ABOUT THIS EXERCISE: Return the entries verbatim and drop every picture.
==== SUPPLIED MATERIAL
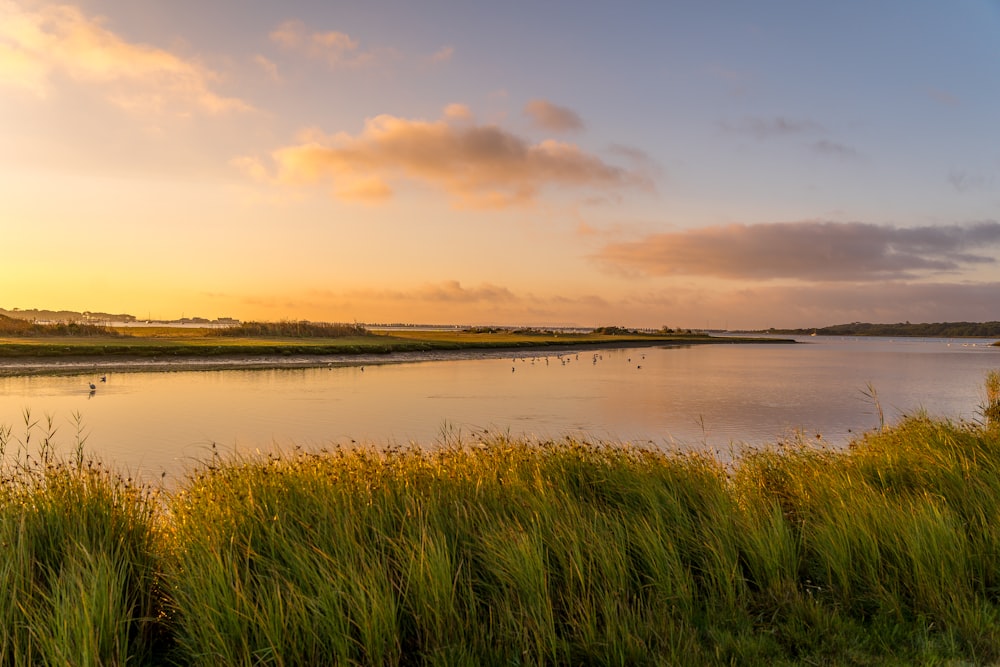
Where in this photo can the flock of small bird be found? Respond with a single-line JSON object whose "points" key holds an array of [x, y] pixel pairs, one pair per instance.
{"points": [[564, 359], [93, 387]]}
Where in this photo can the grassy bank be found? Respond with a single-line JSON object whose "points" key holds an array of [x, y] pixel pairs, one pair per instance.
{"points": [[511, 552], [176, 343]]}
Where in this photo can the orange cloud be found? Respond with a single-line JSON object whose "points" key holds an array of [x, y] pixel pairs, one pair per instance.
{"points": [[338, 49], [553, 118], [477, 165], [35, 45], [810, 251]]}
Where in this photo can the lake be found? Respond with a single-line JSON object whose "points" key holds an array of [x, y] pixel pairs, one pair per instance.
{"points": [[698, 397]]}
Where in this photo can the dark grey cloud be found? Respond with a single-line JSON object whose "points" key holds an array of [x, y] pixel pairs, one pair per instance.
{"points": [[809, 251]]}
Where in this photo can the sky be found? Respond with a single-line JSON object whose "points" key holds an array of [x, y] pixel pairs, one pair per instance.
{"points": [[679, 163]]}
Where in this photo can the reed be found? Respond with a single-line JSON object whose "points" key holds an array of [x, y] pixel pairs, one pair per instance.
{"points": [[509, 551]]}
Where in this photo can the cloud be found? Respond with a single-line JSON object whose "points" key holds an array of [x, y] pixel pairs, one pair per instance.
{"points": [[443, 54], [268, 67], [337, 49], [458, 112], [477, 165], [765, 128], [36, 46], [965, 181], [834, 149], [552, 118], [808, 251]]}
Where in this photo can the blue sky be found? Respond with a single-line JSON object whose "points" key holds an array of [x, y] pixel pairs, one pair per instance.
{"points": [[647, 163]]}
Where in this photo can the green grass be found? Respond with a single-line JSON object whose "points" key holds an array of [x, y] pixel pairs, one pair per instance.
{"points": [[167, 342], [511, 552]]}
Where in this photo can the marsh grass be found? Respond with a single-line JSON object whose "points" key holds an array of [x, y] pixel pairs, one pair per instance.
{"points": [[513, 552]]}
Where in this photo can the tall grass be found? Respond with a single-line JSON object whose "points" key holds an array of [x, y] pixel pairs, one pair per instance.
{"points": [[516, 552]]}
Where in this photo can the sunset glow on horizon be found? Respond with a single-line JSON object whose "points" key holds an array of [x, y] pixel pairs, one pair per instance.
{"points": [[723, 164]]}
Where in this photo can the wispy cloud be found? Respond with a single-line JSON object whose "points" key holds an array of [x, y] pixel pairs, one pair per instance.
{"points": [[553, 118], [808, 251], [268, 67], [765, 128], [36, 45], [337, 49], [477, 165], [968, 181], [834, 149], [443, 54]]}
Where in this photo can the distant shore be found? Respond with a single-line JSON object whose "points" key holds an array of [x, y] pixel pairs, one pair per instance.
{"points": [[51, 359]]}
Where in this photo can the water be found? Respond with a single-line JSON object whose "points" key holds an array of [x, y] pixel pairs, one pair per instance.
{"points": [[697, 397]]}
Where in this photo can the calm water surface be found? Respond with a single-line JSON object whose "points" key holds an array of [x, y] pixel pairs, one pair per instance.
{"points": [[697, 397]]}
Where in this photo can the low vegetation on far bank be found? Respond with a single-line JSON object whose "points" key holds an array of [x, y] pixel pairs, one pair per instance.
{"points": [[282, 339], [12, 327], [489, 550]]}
========
EXPECTED ANSWER:
Where in this photo can the flock of small bird be found? Respond with a single-line JSON object whose "points" key holds an array of [x, y] pixel pairs, one pair per instance.
{"points": [[564, 359], [93, 387]]}
Where in this photo can the grassy bank be found? Respond with a single-line JSON object whose "points" key holds an array of [x, y] pixel pairs, one pair per instance.
{"points": [[511, 552], [176, 343]]}
Where in this photo can the orange cloud be found? Respond with a single-line JSON object whose "points" key holds an array of [x, y] pixel pairs, one pair per instance.
{"points": [[338, 49], [553, 118], [477, 165], [35, 45], [810, 251]]}
Where in this photo can the lake be found? Respond with a single-line JSON object whose "points" key holds an array of [x, y] pixel pairs, one pair per instance.
{"points": [[698, 397]]}
Where in this photo can the dark grey cloud be found? Respond with a single-line JSON object whose "points" key holds an array of [x, y] pixel pairs, one pair per instance.
{"points": [[809, 251]]}
Where in this photo can the sky be found? Respond with a single-line JSON object whose "points" key holds an array of [x, y] pixel pairs, one pair per instance.
{"points": [[679, 163]]}
Where in this photo can the reed be found? Respond with a single-line JSON object whose "points" key holds an array of [x, y] pixel pairs, one pair per instance.
{"points": [[509, 551]]}
Where in this photo can the cloud be found? Respond with a single-line JSON object whose "points" key holds an array of [x, y] pixel pairs, one pair per instance.
{"points": [[443, 54], [268, 67], [337, 49], [458, 112], [477, 165], [765, 128], [36, 46], [965, 181], [834, 149], [552, 118], [808, 251]]}
Where in this photo can the blue sky be found? Respond with a single-line JSON object whose "points" key holds an array of [x, y] pixel pairs, one pair per instance.
{"points": [[647, 163]]}
Where in this photo can the green grass be found? Respond with a single-line JSON object whose "points" key holds an array of [x, y] pixel pairs, one pair per instance.
{"points": [[167, 342], [511, 552]]}
Where in this photo can the marsh grass be found? Respond with a single-line JSON object whose "points" key holds an array of [x, y] pixel pairs, one pair per instance.
{"points": [[513, 552]]}
Where in this photo can the tall grass be found? Respond with a single-line JSON object whose "points" key holds an array of [x, y] pixel pairs, one pair per instance.
{"points": [[516, 552]]}
Where in this photo can the sunset glow on horizon be found? Respond with a single-line JSON object whose "points" key holds an array of [x, y] pixel pairs, one pair per instance.
{"points": [[723, 164]]}
Where in this photo can the wispy cloud be found? Respond with a single-line JSON object whose "points" key holds an array of [x, y] pixel pairs, one pair per instance.
{"points": [[553, 118], [808, 251], [268, 67], [765, 128], [36, 45], [337, 49], [477, 165], [968, 181], [834, 149], [443, 54]]}
Where in this photo can the distant shore be found? Respond with a single-line JSON object whose "points" key holds an array of [x, y] pixel pairs, one pair per instance.
{"points": [[51, 359]]}
Where in this photo can the water be found? Respond with a single-line JSON object whose "points" key holds an array of [x, y] pixel pairs, one pair per instance.
{"points": [[697, 397]]}
Where in this photo can the calm water surface be found? Respond with a single-line JSON object whose "points" key holds an array of [x, y] pixel pairs, one pair per instance.
{"points": [[697, 397]]}
Where in this photo can the low vegetation on far bank be found? Respond with a single-line JSON object whose "points" key holds an array of [x, y] pixel pairs, one pair per instance.
{"points": [[282, 339], [12, 327], [489, 550]]}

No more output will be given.